*TASKS TO COMPLETE*
A – Reproduce everything in the Datameer security release notes from "Datameer found an" down to "are ten minutes.".
B – Render this sentence from the Datameer security release notes in Spanish: "Datameer ships with two default user roles (ADMIN and ANALYST)."
C – Resume the Datameer security release notes after their final sentence and carry them further.

*GIVEN TEXT*

-- Opening Marker --

Datameer had a security concern regarding access via the REST API. Before, users with the role of Analyst were able to change the ownership of files within Datameer using the REST API without the correct permission settings.

New behavior

The security concern has been corrected. Because the role of Analyst doesn't have the setting "User can modify every file and folder" enabled, users operating under these permissions are unable to change the ownership of an artifact via the REST API. 

If a user doesn't have the correct permissions to change the owner of an artifact, they now receive the following error message:

File doesn’t exist or isn’t accessible with current permissions

Best Practices

In the interest of security, it is critical to create user roles with the appropriate capabilities. Datameer ships with two default user roles (ADMIN and ANALYST). These can be used as examples, to create user roles that match your organization.

Versions affected

  • 6.4.9 (Ownership change)
  • 7.1.5, 7.1.7 
  • 7.2.1, 7.2.3

Ticket reference

  • DAP-32715
  • DAP-32729

The REST API Now Properly Respects the Role Permissions for Downloading Workbook Data

Previous behavior

Datameer had a security concern regarding access via the REST API. Even when the permission setting "Download - allows to download workbook results data" wasn't set in the User Role settings, registered users could still use the REST API to download data from a workbook.

New behavior

The security concern has been corrected. Now, users in roles without the setting "Download" under Workbooks aren't able to download workbook data using the REST API. 

Best Practices

Datameer strongly recommends to ensure that only necessary users have the ability to download workbook data. If single users need the ability to download workbook data, best practices is to create a new role for that user

To allow a user role to download workbook data, go to the user role settings and enable "Download" under Workbooks.

Versions affected

  • 6.4.9 
  • 7.1.5
  • 7.2.1 
  • 7.4.0

Ticket reference

  • DAP-32729

CSRF Token Lifetime is Tied to Session Length

Overview

Datameer found an error in our CSRF token handling. This has been fixed and CSRF token lifetime is now tied to the session length. When a user reloads a page or affects a change in the UI, both the session length and the CSRF token are renewed. The default session length and CSRF token lifetime are ten minutes.

-- Closing Marker --

*DATA*

-- Opening Marker --

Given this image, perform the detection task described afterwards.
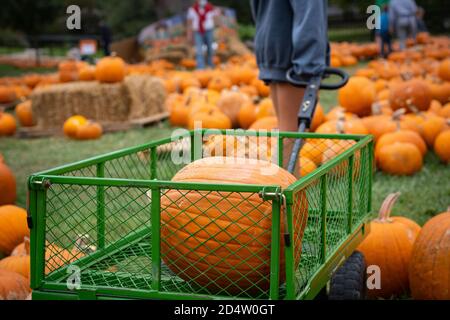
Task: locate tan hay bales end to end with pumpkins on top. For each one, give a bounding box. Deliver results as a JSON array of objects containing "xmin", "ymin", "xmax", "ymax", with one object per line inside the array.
[{"xmin": 31, "ymin": 75, "xmax": 166, "ymax": 129}]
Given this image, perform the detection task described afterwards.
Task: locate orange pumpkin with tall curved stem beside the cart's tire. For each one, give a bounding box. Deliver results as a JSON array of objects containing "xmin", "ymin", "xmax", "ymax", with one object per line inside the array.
[{"xmin": 358, "ymin": 193, "xmax": 420, "ymax": 299}]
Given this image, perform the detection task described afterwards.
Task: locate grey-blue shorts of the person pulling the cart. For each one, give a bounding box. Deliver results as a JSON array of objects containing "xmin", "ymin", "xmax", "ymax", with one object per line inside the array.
[{"xmin": 251, "ymin": 0, "xmax": 329, "ymax": 82}]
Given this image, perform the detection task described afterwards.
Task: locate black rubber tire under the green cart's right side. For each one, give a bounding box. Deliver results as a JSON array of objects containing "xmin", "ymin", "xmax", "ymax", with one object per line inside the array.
[{"xmin": 328, "ymin": 251, "xmax": 367, "ymax": 300}]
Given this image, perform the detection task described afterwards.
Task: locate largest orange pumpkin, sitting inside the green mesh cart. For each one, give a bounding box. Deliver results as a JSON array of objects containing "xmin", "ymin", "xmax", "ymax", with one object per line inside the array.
[{"xmin": 161, "ymin": 157, "xmax": 308, "ymax": 294}]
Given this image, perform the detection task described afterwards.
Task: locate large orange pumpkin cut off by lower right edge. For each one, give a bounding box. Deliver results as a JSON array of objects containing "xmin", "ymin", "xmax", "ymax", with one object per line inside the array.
[{"xmin": 409, "ymin": 208, "xmax": 450, "ymax": 300}]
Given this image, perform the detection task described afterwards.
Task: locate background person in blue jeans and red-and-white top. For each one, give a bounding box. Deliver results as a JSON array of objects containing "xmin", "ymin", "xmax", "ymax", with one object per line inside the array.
[{"xmin": 187, "ymin": 0, "xmax": 216, "ymax": 69}]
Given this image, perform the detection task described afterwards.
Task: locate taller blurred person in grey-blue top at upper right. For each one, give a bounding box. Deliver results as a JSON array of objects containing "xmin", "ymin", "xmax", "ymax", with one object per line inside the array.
[{"xmin": 389, "ymin": 0, "xmax": 417, "ymax": 50}]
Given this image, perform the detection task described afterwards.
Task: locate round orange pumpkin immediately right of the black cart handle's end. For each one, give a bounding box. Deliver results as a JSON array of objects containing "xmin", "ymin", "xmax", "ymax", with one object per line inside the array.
[{"xmin": 338, "ymin": 77, "xmax": 376, "ymax": 116}]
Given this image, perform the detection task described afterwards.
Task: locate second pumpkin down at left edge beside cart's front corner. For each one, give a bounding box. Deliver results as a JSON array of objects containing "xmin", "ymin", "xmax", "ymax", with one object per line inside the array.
[{"xmin": 0, "ymin": 205, "xmax": 30, "ymax": 255}]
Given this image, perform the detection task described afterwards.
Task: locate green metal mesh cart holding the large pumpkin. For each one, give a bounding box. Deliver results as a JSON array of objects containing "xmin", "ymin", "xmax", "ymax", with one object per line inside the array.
[{"xmin": 28, "ymin": 130, "xmax": 373, "ymax": 299}]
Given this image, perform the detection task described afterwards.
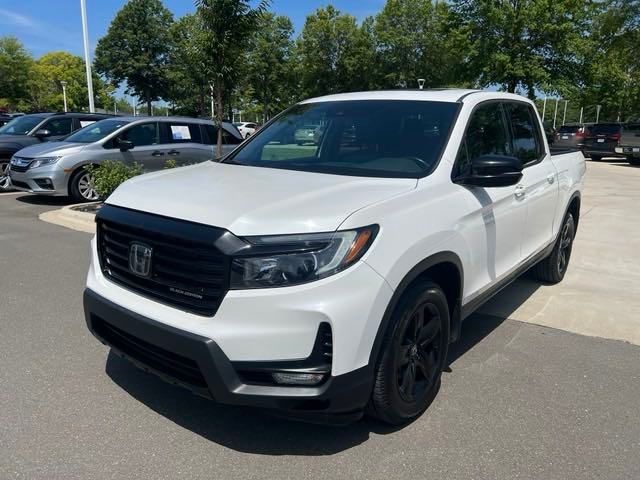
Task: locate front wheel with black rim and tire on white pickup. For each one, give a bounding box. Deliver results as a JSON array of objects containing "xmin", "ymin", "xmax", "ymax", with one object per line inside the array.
[{"xmin": 368, "ymin": 281, "xmax": 450, "ymax": 425}]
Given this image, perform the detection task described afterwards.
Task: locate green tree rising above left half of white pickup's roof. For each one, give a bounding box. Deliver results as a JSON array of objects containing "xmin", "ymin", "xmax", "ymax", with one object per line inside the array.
[{"xmin": 297, "ymin": 5, "xmax": 375, "ymax": 96}]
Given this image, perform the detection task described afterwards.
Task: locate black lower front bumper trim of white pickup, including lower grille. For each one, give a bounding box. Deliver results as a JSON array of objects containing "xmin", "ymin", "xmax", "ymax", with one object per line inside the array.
[{"xmin": 84, "ymin": 289, "xmax": 373, "ymax": 423}]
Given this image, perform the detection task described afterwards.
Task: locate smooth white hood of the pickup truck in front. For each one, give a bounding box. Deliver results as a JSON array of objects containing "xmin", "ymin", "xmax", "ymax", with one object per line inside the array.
[{"xmin": 107, "ymin": 162, "xmax": 417, "ymax": 236}]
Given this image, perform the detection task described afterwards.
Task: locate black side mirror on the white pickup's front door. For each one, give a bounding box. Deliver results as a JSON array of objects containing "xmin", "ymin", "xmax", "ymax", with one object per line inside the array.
[{"xmin": 456, "ymin": 155, "xmax": 522, "ymax": 187}]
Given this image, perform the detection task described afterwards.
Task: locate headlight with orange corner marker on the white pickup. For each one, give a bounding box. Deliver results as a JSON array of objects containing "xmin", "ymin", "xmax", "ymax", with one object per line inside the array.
[{"xmin": 230, "ymin": 225, "xmax": 378, "ymax": 290}]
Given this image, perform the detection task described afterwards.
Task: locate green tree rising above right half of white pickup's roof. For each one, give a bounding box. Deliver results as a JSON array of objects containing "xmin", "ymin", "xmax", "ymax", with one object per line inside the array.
[{"xmin": 374, "ymin": 0, "xmax": 470, "ymax": 88}]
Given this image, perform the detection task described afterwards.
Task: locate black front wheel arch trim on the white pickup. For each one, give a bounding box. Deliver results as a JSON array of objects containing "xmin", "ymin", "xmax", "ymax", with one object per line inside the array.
[{"xmin": 369, "ymin": 251, "xmax": 464, "ymax": 367}]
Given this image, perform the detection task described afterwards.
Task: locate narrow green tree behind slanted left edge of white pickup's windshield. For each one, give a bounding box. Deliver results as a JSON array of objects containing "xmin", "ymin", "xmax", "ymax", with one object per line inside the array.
[{"xmin": 245, "ymin": 13, "xmax": 296, "ymax": 120}]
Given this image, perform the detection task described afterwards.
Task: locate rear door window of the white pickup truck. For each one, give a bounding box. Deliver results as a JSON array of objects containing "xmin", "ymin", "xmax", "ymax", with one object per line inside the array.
[{"xmin": 507, "ymin": 103, "xmax": 542, "ymax": 166}]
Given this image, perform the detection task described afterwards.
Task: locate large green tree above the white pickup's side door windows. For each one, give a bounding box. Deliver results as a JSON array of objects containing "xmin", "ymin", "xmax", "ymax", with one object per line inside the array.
[{"xmin": 453, "ymin": 0, "xmax": 597, "ymax": 97}]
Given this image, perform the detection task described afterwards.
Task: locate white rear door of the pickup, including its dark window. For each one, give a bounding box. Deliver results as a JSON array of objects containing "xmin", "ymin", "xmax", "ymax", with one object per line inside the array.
[{"xmin": 505, "ymin": 102, "xmax": 558, "ymax": 261}]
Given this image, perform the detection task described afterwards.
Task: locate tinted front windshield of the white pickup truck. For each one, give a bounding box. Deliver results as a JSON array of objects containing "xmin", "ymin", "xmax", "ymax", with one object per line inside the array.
[{"xmin": 225, "ymin": 100, "xmax": 459, "ymax": 178}]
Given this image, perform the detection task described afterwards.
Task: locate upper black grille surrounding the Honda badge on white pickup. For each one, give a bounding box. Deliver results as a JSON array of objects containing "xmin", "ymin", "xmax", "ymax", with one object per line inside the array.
[{"xmin": 97, "ymin": 205, "xmax": 230, "ymax": 316}]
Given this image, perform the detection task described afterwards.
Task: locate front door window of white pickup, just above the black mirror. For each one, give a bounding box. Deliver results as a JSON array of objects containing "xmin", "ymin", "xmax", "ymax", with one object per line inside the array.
[{"xmin": 455, "ymin": 102, "xmax": 513, "ymax": 176}]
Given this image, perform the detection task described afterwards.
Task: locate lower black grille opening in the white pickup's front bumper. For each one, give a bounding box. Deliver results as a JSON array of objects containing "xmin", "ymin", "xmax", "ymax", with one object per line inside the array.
[{"xmin": 91, "ymin": 315, "xmax": 207, "ymax": 388}]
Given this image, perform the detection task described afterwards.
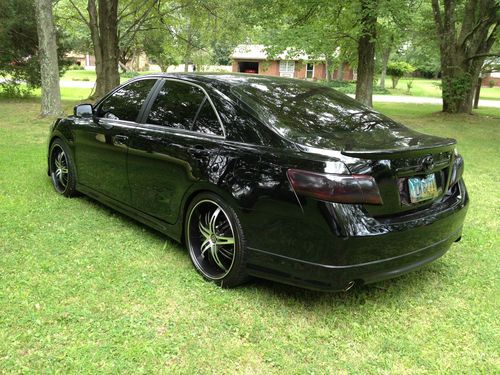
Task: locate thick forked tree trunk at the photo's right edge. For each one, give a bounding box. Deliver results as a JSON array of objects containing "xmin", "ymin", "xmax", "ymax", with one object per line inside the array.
[{"xmin": 432, "ymin": 0, "xmax": 500, "ymax": 113}]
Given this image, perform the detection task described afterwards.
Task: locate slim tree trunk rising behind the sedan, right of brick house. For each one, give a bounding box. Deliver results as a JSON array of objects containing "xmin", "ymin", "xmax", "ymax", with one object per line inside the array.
[{"xmin": 356, "ymin": 0, "xmax": 378, "ymax": 107}]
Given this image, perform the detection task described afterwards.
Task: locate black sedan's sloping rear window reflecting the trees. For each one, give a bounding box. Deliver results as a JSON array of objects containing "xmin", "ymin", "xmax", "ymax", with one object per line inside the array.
[{"xmin": 232, "ymin": 77, "xmax": 399, "ymax": 141}]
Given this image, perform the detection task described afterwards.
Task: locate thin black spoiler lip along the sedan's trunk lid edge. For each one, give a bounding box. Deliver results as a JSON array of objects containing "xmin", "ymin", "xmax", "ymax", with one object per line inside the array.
[{"xmin": 341, "ymin": 138, "xmax": 457, "ymax": 159}]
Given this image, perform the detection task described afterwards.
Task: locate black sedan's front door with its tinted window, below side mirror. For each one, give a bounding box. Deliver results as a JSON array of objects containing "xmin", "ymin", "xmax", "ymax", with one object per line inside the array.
[{"xmin": 74, "ymin": 79, "xmax": 157, "ymax": 203}]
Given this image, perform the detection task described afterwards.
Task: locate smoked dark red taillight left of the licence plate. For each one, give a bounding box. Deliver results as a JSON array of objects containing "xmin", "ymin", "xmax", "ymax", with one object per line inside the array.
[{"xmin": 287, "ymin": 169, "xmax": 382, "ymax": 204}]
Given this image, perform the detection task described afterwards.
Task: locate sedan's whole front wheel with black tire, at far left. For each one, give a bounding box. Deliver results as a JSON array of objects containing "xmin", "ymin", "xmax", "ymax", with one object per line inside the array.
[{"xmin": 49, "ymin": 139, "xmax": 78, "ymax": 197}]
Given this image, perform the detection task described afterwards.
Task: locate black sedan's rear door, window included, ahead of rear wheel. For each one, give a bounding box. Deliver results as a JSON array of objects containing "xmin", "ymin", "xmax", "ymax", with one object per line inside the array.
[{"xmin": 128, "ymin": 79, "xmax": 224, "ymax": 223}]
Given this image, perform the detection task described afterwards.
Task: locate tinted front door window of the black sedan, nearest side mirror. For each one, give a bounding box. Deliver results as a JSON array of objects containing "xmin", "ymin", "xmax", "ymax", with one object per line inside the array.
[{"xmin": 97, "ymin": 79, "xmax": 156, "ymax": 121}]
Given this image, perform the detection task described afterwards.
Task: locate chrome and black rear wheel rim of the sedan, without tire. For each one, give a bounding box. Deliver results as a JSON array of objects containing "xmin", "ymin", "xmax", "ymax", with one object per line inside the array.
[{"xmin": 187, "ymin": 199, "xmax": 236, "ymax": 280}]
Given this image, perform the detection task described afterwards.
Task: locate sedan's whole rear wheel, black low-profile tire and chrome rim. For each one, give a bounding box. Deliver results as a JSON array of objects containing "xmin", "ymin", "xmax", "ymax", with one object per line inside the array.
[{"xmin": 184, "ymin": 192, "xmax": 248, "ymax": 288}]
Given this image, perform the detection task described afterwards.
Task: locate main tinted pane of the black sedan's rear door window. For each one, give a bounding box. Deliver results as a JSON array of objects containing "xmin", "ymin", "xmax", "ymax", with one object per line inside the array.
[{"xmin": 147, "ymin": 81, "xmax": 205, "ymax": 130}]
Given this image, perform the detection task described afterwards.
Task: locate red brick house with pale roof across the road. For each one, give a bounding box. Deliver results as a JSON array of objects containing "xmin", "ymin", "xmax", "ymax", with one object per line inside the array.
[{"xmin": 230, "ymin": 44, "xmax": 355, "ymax": 80}]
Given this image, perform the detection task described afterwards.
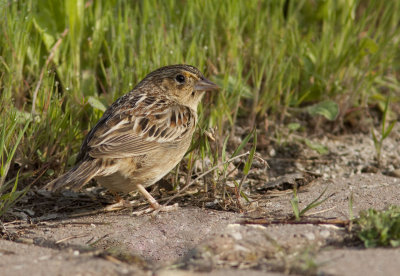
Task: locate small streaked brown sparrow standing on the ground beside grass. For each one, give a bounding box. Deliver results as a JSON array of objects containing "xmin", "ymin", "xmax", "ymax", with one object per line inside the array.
[{"xmin": 45, "ymin": 64, "xmax": 219, "ymax": 210}]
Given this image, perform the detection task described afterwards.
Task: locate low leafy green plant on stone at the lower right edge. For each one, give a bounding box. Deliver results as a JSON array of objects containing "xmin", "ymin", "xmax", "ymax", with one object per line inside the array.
[{"xmin": 356, "ymin": 206, "xmax": 400, "ymax": 248}]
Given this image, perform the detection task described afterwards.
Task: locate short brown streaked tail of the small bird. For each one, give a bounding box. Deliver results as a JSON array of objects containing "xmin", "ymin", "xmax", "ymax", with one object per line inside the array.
[{"xmin": 45, "ymin": 160, "xmax": 100, "ymax": 191}]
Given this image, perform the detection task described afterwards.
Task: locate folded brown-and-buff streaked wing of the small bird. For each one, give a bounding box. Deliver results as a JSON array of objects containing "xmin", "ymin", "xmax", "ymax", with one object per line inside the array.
[{"xmin": 81, "ymin": 96, "xmax": 196, "ymax": 158}]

-- Closing Marker --

*ANSWERS BY ITEM*
A –
Datameer found an error in our CSRF token handling. This has been fixed and CSRF token lifetime is now tied to the session length. When a user reloads a page or affects a change in the UI, both the session length and the CSRF token are renewed. The default session length and CSRF token lifetime are ten minutes.

B – Datameer incluye dos roles de usuario predeterminados (ADMIN y ANALYST).

C –
Previous behavior

Datameer's CSRF tokens weren't timing out correctly intended which created a security concern. 

New behavior

Datameer now creates functional CSRF tokens that are valid per HTTP session. Both the CSRF token and Datameer session have a timeout after 10 minutes of inactivity. When a timeout occurs, a new token is created with a successful login.  

No change when using the REST API as the CSRF tokens aren't required when an HTTP session hasn't been established.

Best practice suggestions

Administrators should set an appropriate session length for their organization. This can be based on user feedback with regards to security. Session length can be set in the web.xml file, found under <datameerInstallLocation/webapps/conductor/WEB-INF/web.xml. This requires a restart of the DM server.

Versions affected

  • 7.1.8
  • 7.2.2
  • 7.4.0

Ticket reference

  • DAP-36910
  • DAP-22902

The Maximum Number of Errors to Log Is Now Required for Import Jobs

Overview

Import jobs now require a value in the field Max # of errors to log in order to successfully perform features including copy/paste, duplication, and backup/restore. 

Previous behavior

A value in the field Max # of errors to log was not required for import jobs.

New behavior

A value in the field Max # of errors to log is now required for import jobs.

Best practices suggestions

If you have any scripts in use to create or update import jobs, ensure they are updated to include the Max # of errors to log field.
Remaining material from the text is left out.